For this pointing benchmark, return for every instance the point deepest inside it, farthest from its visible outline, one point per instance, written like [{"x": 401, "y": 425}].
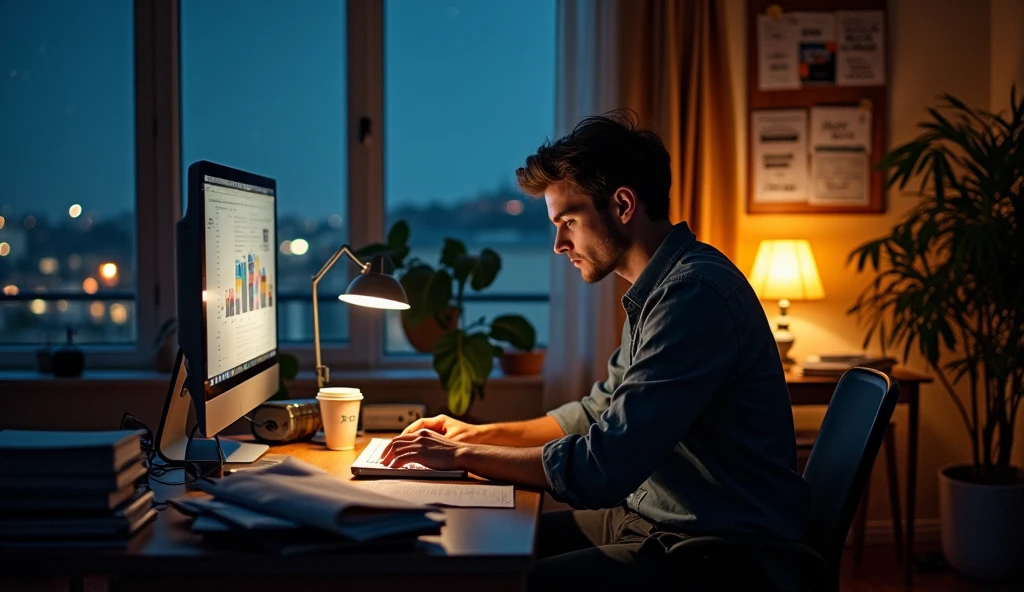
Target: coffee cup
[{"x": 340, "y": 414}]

══════

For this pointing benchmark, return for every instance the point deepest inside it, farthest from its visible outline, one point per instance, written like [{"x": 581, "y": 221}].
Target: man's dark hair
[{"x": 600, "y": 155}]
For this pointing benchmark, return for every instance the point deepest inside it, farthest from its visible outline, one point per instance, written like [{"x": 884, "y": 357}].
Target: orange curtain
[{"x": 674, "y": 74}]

══════

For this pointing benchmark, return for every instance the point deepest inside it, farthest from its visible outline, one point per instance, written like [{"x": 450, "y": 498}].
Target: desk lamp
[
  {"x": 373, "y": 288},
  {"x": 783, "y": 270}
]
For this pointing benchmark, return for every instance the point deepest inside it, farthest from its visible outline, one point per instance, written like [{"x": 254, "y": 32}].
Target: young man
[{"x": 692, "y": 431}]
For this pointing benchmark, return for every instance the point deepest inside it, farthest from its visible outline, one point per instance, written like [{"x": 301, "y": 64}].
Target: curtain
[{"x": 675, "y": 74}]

══════

▶ [Given exercise]
Count how many lines in the data above contain the string "Target", matching case exactly. Give only the number.

▶ [Finished exercise]
6